In the entries that follow, find the word "point" and report each line it is on.
**** RECORDED DATA
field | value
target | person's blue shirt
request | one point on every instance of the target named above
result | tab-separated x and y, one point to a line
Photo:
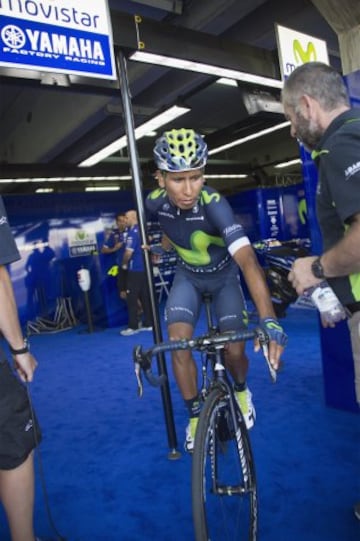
********
◆ COMPLETED EXERCISE ◆
request | one point on every instance of the target named above
result | tab-separated x and y, one point to a line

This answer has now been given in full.